— start of Extracted information —

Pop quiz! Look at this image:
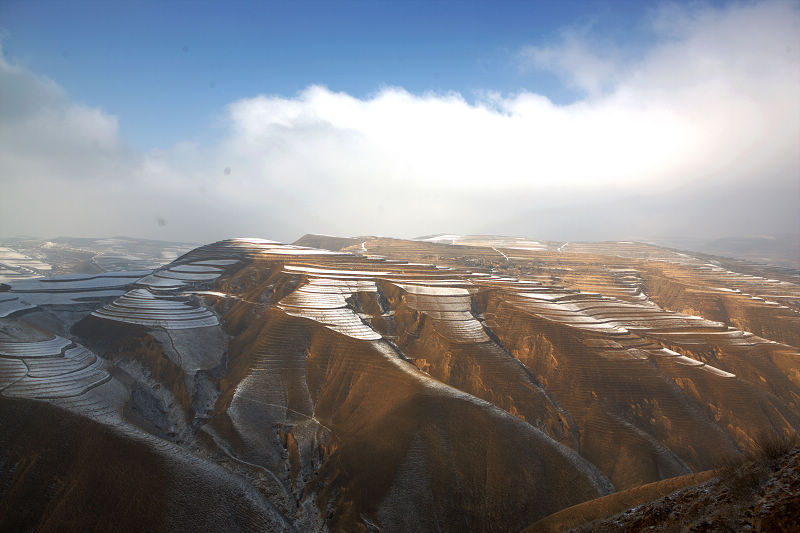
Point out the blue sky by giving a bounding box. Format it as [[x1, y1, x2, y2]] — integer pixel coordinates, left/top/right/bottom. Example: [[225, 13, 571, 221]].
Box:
[[0, 0, 800, 242], [0, 0, 652, 149]]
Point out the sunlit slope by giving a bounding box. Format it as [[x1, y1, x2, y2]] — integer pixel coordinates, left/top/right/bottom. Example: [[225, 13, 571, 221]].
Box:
[[0, 236, 800, 531]]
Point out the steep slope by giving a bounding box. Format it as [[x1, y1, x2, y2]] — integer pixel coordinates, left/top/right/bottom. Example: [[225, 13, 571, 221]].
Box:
[[0, 236, 800, 531]]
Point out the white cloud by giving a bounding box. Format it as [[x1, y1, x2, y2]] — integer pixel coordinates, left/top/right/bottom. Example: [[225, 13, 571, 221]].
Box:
[[0, 2, 800, 240]]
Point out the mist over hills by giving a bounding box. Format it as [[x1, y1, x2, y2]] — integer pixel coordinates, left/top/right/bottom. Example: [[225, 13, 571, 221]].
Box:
[[0, 234, 800, 531]]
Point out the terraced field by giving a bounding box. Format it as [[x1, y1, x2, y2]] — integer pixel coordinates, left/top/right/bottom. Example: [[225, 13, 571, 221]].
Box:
[[0, 235, 800, 531]]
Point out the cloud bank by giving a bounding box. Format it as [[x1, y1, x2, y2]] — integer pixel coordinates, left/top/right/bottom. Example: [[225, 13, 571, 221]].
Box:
[[0, 2, 800, 242]]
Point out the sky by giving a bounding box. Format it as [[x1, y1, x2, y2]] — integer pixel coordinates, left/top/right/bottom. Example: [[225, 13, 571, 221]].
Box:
[[0, 0, 800, 242]]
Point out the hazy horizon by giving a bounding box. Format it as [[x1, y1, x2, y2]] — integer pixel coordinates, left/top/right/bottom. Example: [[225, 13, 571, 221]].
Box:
[[0, 1, 800, 243]]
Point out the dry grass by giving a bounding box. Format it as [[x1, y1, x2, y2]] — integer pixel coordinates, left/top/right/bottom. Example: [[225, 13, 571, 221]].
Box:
[[717, 432, 800, 500]]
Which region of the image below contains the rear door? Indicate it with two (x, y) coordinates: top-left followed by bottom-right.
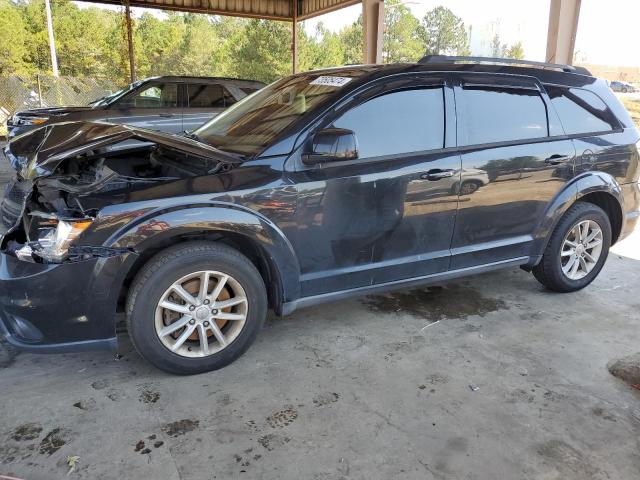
(182, 83), (236, 131)
(294, 77), (460, 296)
(451, 74), (575, 269)
(108, 82), (183, 133)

— end of Extracted information —

*Given request*.
Please filter the records above, keeping only the lines that contain the word "image".

*Solution to this problem*.
Pop quiz! Look at this image:
Which region of the image below contains the rear door? Indicate it with two (x, y) coordinates: top-left followed by bottom-right.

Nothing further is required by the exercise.